> ПИСЬМЕННЫЙ ЗАПРОС
Перечислите, пожалуйста, всех людей, кроме самого Кулаковского, которых раздел «Биография» в тексте о Платоне Кулаковском ниже называет по имени.

> ВЫБРАННЫЙ ТЕКСТ
------------------------------------------------

Кулаковский, Платон Андреевич

Поделись знанием:
Перейти к: навигация, поиск
Платон Кулаковский
Имя при рождении:

Платон Андреевич Кулаковский

Дата рождения:

26 июня (8 июля) 1848(1848-07-08)

Место рождения:

Паневежис, Ковенская губерния ныне в Литве

Дата смерти:

18 (31) декабря 1913(1913-12-31) (65 лет)

Место смерти:

Санкт-Петербург

Гражданство:

Российская империя

Род деятельности:

учёный, писатель

Направление:

Славистика

Плато́н Андре́евич Кулако́вский (26 июня [8 июля1848, Паневежис, Ковенская губерния ныне в Литве — 18 [31] декабря 1913, Санкт-Петербург) — русский учёный-славист, писатель.





Биография

Родился в Паневежисе, в семье священника — настоятеля одной из местных церквей и законоучителя городской гимназии. Учился в местной гимназии, которую не окончил, поскольку в 1864 гимназия была закрыта, и Кулаковский был переведён в Виленскую гимназию, которую окончил в 1866 с золотой медалью. Поступил на историко-филологический факультет Московского университета. Во время обучения в университете сблизился с И. С. Аксаковым и другими славянофилами.

После окончания университета, 1 июля 1870 года был назначен преподавателем русского языка в мужскую гимназию Владимира, а в декабре переведён на аналогичную должность в 4-ю гимназию Москвы, где трудился с перерывами до 1884 года; В 1876 году истекли 6 лет обязательной службы учителем и Кулаковский, получив годичный отпуск и стипендию, отправился в научную заграничную командировку побывал в Праге, Любляне, Загребе, занимаясь изучением западно-славянской литературы. С этого времени у него установились крепкие связи со многими учёными и общественными деятелями: хорватами Франьо Рачким, Иваном Кукулевич-Сакцинским, словеном Юрчичем, чехом Адольфом Патера и другими.

------------------------------------------------

> СТРОКИ ДАННЫХ
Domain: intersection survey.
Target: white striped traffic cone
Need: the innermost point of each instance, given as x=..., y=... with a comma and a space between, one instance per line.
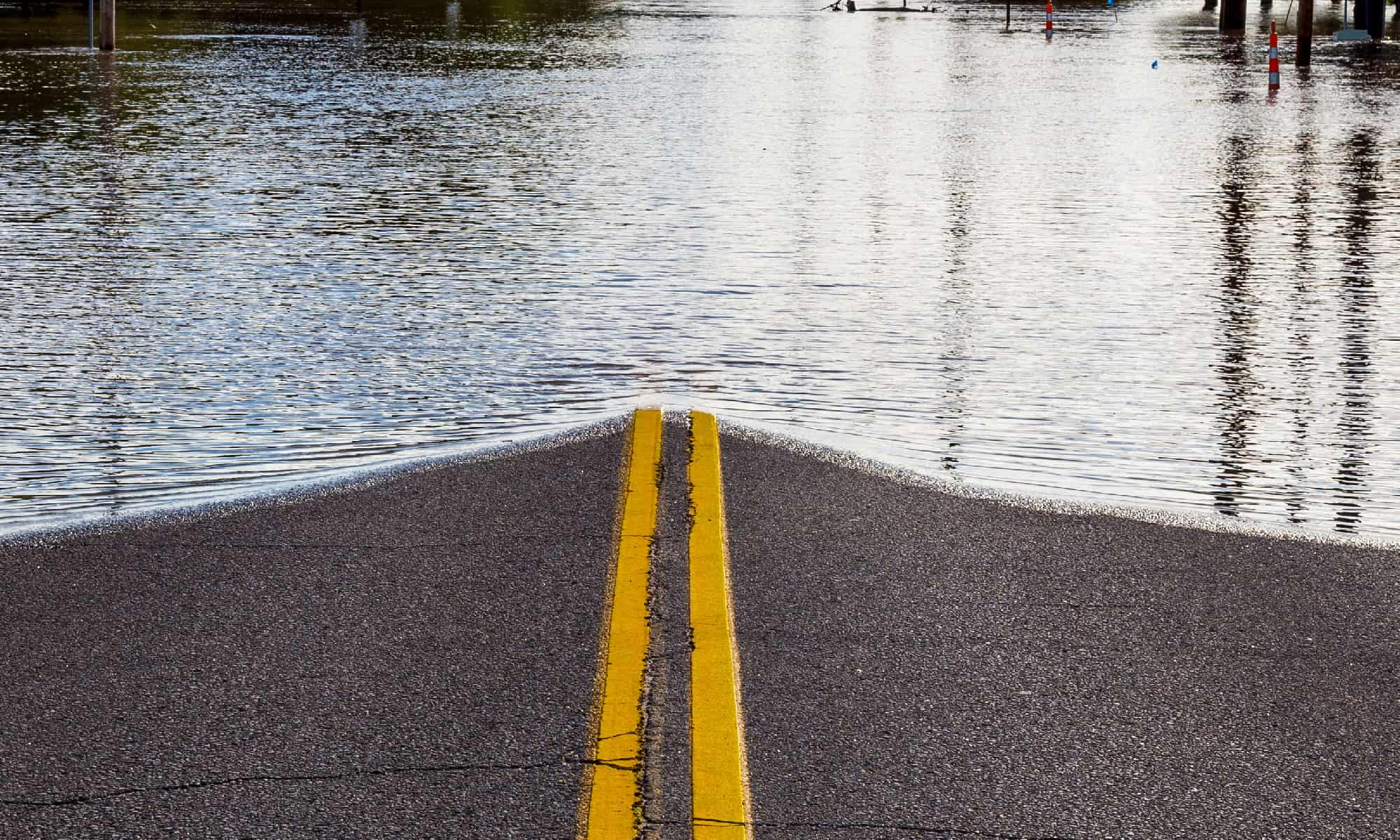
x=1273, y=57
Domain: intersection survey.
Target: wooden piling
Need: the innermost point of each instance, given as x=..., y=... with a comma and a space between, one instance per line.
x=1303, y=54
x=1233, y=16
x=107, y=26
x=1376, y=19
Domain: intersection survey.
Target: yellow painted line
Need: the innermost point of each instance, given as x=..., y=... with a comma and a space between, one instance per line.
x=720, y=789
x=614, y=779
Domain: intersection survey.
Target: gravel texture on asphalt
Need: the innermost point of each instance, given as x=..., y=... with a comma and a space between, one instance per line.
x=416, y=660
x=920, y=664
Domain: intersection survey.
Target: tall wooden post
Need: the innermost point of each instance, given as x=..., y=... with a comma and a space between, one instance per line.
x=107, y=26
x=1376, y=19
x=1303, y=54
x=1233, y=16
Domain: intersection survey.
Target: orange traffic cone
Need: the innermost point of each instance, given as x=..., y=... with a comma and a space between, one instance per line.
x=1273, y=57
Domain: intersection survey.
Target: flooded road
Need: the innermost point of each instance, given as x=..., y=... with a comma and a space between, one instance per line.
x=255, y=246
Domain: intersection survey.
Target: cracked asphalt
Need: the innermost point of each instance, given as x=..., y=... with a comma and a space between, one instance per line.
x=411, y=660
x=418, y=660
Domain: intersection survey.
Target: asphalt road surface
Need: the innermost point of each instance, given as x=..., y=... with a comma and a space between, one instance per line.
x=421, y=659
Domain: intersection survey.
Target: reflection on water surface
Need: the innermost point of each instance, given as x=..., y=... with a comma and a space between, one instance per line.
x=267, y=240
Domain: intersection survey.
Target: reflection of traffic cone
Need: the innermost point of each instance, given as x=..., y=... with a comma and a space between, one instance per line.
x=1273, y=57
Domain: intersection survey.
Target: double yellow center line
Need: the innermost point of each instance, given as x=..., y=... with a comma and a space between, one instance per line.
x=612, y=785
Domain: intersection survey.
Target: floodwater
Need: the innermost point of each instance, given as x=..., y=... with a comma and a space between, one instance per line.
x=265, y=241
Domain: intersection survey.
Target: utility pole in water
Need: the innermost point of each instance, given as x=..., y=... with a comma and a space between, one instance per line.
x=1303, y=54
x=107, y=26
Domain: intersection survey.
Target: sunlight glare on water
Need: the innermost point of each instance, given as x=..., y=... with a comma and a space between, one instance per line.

------------------------------------------------

> РЕЗУЛЬТАТ ЗАДАНИЯ
И. С. Аксаков
Франьо Рачкий
Иван Кукулевич-Сакцинский
Юрчич
Адольф Патера